[Pointing and labeling entries]

***

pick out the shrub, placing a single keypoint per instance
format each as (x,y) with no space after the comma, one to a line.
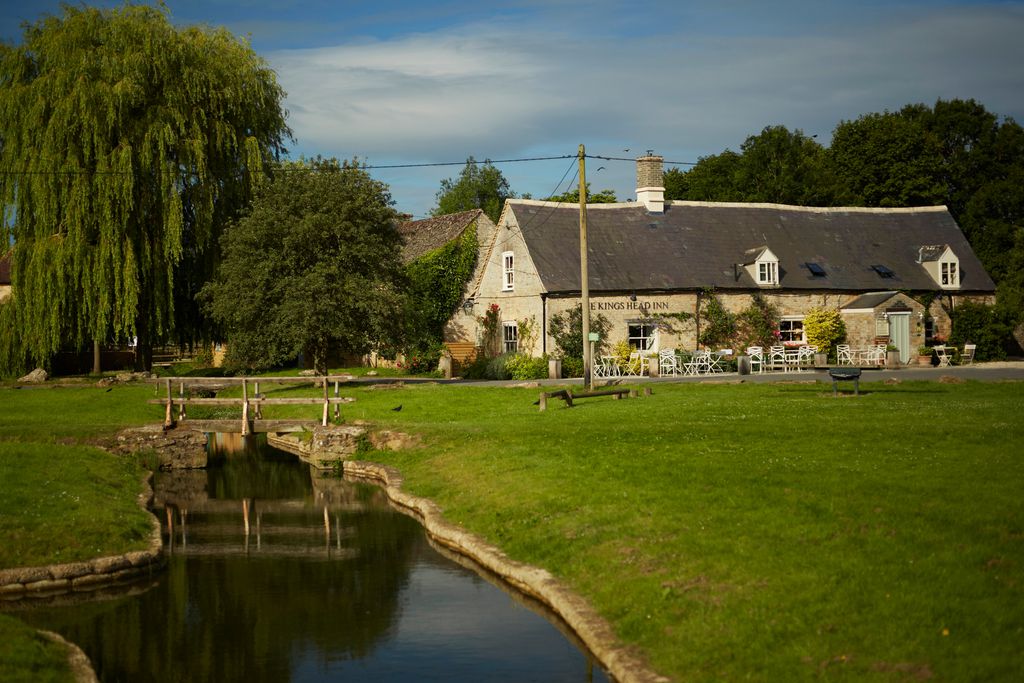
(421,361)
(824,329)
(981,325)
(566,330)
(571,367)
(758,324)
(496,369)
(622,352)
(522,367)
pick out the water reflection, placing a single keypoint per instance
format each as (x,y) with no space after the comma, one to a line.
(279,575)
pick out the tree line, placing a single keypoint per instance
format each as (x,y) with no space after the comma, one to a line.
(954,153)
(144,199)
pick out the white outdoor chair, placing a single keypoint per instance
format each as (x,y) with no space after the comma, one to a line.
(699,364)
(844,355)
(757,358)
(667,364)
(606,367)
(806,355)
(877,354)
(967,357)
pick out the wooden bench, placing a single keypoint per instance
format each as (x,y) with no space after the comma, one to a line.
(845,374)
(568,396)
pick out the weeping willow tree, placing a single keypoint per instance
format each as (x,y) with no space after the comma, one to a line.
(127,143)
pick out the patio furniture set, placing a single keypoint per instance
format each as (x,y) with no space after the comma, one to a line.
(776,358)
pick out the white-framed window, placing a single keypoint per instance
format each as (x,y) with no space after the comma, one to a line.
(791,331)
(508,271)
(767,272)
(510,337)
(948,273)
(641,336)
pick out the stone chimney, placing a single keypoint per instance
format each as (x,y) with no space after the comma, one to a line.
(650,182)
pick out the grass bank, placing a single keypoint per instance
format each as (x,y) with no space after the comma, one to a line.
(61,500)
(763,531)
(27,656)
(766,531)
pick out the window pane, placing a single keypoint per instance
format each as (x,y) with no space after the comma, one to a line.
(641,337)
(510,337)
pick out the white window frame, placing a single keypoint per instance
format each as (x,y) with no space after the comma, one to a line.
(510,337)
(767,272)
(641,341)
(949,272)
(787,322)
(508,271)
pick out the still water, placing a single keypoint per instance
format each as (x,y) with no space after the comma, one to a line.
(276,573)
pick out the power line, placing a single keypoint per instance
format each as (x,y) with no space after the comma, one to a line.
(286,169)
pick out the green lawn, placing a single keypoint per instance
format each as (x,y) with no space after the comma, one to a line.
(763,531)
(766,531)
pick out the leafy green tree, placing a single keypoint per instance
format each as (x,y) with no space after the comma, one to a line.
(776,166)
(314,265)
(715,178)
(572,197)
(887,160)
(478,186)
(783,167)
(128,142)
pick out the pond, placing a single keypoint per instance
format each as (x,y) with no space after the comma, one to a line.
(279,573)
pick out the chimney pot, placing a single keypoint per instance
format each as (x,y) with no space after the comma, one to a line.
(650,182)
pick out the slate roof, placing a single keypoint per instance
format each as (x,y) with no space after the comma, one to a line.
(430,233)
(693,245)
(871,300)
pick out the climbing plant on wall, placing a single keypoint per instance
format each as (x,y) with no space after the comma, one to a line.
(437,281)
(824,329)
(720,325)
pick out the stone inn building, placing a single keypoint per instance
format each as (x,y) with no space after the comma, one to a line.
(651,258)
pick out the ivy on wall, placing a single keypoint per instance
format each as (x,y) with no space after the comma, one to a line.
(437,281)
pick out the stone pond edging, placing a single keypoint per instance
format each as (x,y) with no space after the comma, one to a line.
(88,574)
(592,629)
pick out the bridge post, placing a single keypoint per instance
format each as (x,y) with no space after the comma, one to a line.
(245,407)
(337,407)
(168,415)
(327,403)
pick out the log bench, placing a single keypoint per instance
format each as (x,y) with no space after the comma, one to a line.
(845,374)
(568,396)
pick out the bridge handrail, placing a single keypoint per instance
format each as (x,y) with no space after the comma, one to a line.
(258,401)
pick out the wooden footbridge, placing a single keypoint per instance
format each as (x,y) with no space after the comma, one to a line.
(251,402)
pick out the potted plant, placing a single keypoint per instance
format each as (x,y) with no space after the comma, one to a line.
(924,355)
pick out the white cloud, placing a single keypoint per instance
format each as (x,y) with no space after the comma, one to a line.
(505,89)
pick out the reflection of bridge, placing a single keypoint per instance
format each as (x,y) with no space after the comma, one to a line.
(237,527)
(252,404)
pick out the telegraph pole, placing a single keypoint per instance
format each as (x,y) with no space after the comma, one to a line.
(588,360)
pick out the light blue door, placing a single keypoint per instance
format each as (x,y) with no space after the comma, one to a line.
(899,335)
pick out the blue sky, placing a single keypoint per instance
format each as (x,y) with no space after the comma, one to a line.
(423,82)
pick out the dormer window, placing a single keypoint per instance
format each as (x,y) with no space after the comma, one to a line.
(766,268)
(942,264)
(508,271)
(948,273)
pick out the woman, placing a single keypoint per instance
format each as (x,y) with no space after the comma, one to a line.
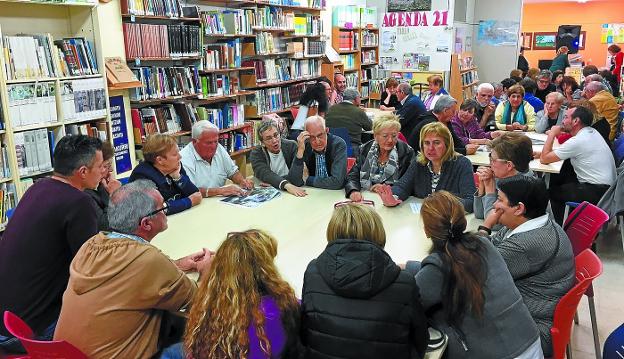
(510,156)
(466,125)
(389,100)
(560,62)
(552,114)
(515,113)
(244,309)
(437,167)
(537,251)
(467,290)
(163,167)
(107,185)
(357,303)
(382,160)
(436,90)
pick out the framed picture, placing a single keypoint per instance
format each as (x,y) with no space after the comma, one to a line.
(544,40)
(526,39)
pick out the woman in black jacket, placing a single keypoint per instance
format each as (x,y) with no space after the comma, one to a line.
(357,303)
(382,160)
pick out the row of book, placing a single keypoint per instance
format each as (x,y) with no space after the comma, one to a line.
(164,82)
(40,56)
(161,41)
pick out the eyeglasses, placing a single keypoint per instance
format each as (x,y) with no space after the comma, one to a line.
(364,201)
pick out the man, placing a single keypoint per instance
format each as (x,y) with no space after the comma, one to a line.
(544,85)
(324,155)
(606,105)
(208,164)
(341,84)
(349,115)
(52,220)
(590,157)
(120,286)
(273,162)
(412,108)
(444,109)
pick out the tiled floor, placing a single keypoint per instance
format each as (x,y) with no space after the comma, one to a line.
(609,291)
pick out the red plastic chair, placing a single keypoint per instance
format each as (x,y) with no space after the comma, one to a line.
(582,227)
(37,349)
(588,267)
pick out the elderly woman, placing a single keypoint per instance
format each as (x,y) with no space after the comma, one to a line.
(436,90)
(552,114)
(466,126)
(537,251)
(382,160)
(515,113)
(511,154)
(437,167)
(163,167)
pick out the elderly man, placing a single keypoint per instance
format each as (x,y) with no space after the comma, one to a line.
(349,115)
(412,108)
(120,285)
(443,111)
(208,164)
(273,162)
(606,105)
(52,220)
(552,114)
(589,155)
(324,155)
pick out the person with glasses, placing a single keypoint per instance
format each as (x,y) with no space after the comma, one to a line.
(162,166)
(120,286)
(356,302)
(273,162)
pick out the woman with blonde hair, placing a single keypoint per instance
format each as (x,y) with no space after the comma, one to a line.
(243,308)
(468,291)
(357,303)
(163,167)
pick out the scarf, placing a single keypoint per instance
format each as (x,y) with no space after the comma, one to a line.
(371,173)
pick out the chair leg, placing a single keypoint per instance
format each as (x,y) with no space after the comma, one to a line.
(592,314)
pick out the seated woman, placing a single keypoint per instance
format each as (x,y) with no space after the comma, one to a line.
(389,100)
(552,114)
(466,125)
(467,290)
(243,308)
(436,90)
(163,167)
(108,184)
(382,160)
(511,154)
(537,251)
(356,302)
(437,167)
(515,113)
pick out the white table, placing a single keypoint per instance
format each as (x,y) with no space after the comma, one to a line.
(298,224)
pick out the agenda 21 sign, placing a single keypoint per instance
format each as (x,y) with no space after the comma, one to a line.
(415,18)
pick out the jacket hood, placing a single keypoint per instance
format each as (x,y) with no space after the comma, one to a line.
(102,259)
(356,269)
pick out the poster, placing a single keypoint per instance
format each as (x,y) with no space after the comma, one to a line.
(120,134)
(498,33)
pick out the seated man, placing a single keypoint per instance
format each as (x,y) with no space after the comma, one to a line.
(349,115)
(273,162)
(50,223)
(590,157)
(324,155)
(120,285)
(208,164)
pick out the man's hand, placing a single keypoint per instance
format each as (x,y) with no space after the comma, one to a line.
(294,190)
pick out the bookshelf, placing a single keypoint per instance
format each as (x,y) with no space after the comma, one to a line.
(51,84)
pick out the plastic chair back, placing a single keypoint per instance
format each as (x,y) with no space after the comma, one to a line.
(588,267)
(38,349)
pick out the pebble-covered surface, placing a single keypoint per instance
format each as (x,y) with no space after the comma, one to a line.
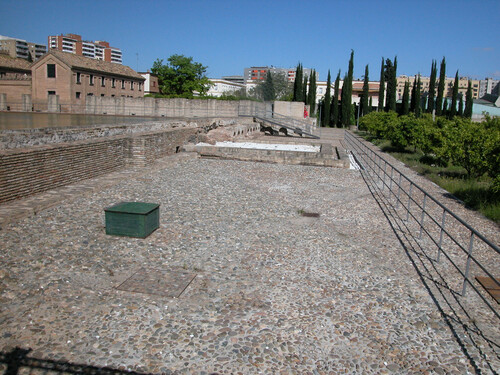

***

#### Directions for this task
Return every line of the data above that contains the string "window". Case counts.

#### Finished answer
pick out the white-framed window, placing a single keypoint per instance
pick out the window pane, placing a single keypoint per instance
pick out the white window frame, placing a single keypoint per instance
pick out the dormer window, placing a single keypoint per instance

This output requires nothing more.